- **The problem**
Reproduce the data exactly and drop any pictures it holds.

- **Records provided**
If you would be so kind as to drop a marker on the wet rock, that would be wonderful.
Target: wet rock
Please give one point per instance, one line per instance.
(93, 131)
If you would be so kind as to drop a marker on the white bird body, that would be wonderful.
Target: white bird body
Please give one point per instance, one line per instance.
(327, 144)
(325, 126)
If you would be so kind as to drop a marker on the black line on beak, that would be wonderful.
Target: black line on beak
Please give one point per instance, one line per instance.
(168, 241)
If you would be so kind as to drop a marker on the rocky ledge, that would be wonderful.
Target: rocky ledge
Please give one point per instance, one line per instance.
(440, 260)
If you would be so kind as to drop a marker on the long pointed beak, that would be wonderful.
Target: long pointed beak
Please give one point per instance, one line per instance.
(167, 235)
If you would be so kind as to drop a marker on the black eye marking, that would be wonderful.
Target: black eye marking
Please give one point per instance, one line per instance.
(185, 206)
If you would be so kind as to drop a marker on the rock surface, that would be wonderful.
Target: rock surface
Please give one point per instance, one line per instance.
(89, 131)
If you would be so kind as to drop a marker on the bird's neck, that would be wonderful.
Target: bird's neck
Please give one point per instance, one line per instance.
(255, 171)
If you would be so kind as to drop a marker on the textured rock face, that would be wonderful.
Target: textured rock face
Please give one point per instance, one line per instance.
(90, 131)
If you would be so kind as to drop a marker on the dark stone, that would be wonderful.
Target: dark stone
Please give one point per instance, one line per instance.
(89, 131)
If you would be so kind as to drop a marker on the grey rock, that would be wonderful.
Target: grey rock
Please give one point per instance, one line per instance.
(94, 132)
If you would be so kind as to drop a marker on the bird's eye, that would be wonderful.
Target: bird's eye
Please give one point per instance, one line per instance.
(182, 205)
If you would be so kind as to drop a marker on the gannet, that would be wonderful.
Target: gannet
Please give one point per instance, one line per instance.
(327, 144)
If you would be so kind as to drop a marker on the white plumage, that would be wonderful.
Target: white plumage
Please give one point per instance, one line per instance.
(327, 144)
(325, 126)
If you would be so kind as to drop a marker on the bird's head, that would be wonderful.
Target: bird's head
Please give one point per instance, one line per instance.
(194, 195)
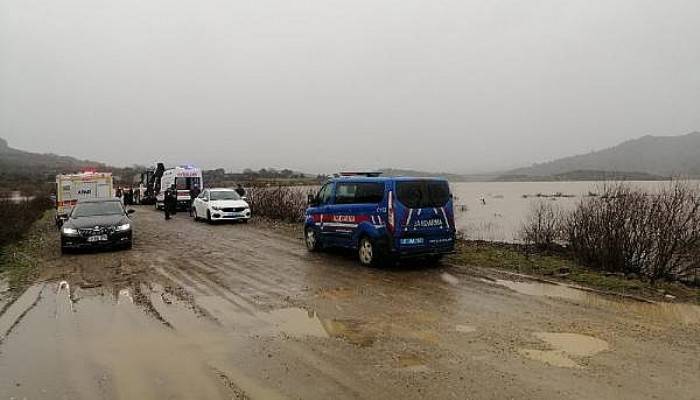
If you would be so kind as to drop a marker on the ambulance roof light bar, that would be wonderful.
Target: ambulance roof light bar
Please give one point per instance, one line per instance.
(359, 173)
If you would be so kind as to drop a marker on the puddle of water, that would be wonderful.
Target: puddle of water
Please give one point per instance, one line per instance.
(574, 344)
(553, 358)
(667, 312)
(465, 329)
(18, 309)
(295, 322)
(543, 289)
(449, 278)
(412, 363)
(348, 330)
(335, 293)
(563, 346)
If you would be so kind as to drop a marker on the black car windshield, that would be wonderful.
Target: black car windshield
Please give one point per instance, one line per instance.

- **Response to this exercise**
If you would be so kind as to drop a marker on the wet rock, that would be wonderful.
Target: wet rock
Please give one point per instance, one line per instance.
(93, 131)
If you would be so kind as to drop a marker on the white bird body, that would be wonderful.
Target: white bird body
Please give one point per instance, one line per instance.
(327, 144)
(325, 126)
If you would be so kind as to drop a marker on the black line on beak, that would be wonderful.
Target: black line on beak
Please give one point per instance, one line per instance.
(168, 241)
If you would be so kind as to drop a marker on the rocky ledge, that would be wonderful.
Target: rocky ledge
Please give one point per instance, one line per instance.
(440, 260)
If you would be so kind as to drop a marker on the long pointed beak, that would be wonderful.
Target: long pointed beak
Please give one point per instance, one line per instance.
(167, 235)
If you would be so kind as to drop a marker on the black eye marking, that would be wonderful.
Target: black eye marking
Please give one point per instance, one line per instance.
(185, 206)
If you would be so kind as to drop a marker on the rock surface, that would be wonderful.
Target: rock surface
Please give one point per instance, one line per instance.
(89, 131)
If you would be so kind as to drop a marker on the bird's neck, that would be wonderful.
Target: bird's neck
Please give one point per instance, one line per instance.
(255, 171)
If you would be so kind as to drop a marker on the textured rock face, that would be wonderful.
Target: textured rock face
Please give one point per instance, one line per instance.
(90, 131)
If you would be so kind as to drop a marker on the dark stone, that would be wonderful.
Target: dark stone
Please give one point per instance, one line per instance.
(89, 131)
If you would be so kind as to drop a marker on the grey rock, that would be wonderful.
Target: grey rock
Please give one point per instance, one line per instance.
(94, 132)
If you would be so kind as to drop a marker on the bird's eye, that would be wonderful.
Target: bird's eye
Please give one point per instance, one line per instance.
(182, 205)
If you would be so kind as to drop a marker on the gannet, that would be wonderful.
Target: gannet
Please give one point per instance, one line per instance.
(327, 144)
If you would be so kind as to drop a marker on the white plumage, that would be wonderful.
Target: white plumage
Please give one point per instance, one line per instance.
(327, 144)
(325, 126)
If you would be so kind as to drop a marker on the bird's head, that would be wonderful.
Target: bird's head
Please give one point per instance, one line per instance.
(194, 195)
If you would be so kind as to drop a marker on the ambulance roof light bar, that would be wonderful.
Target: ambulance roof light bar
Please give one point per instance, one line per instance.
(359, 173)
If you would be so kind as to drop a marker on the puddle of water, that would be wonderful.
Target: puddle of water
Please give one point per instance, one line per instance.
(574, 344)
(553, 358)
(667, 312)
(465, 329)
(18, 309)
(295, 322)
(543, 289)
(449, 278)
(412, 363)
(348, 330)
(335, 293)
(563, 346)
If you would be so kind as to drop a marker on the black car windshield, that would be wonderful.
Target: black car windshield
Please give one point per instance, one line per instance.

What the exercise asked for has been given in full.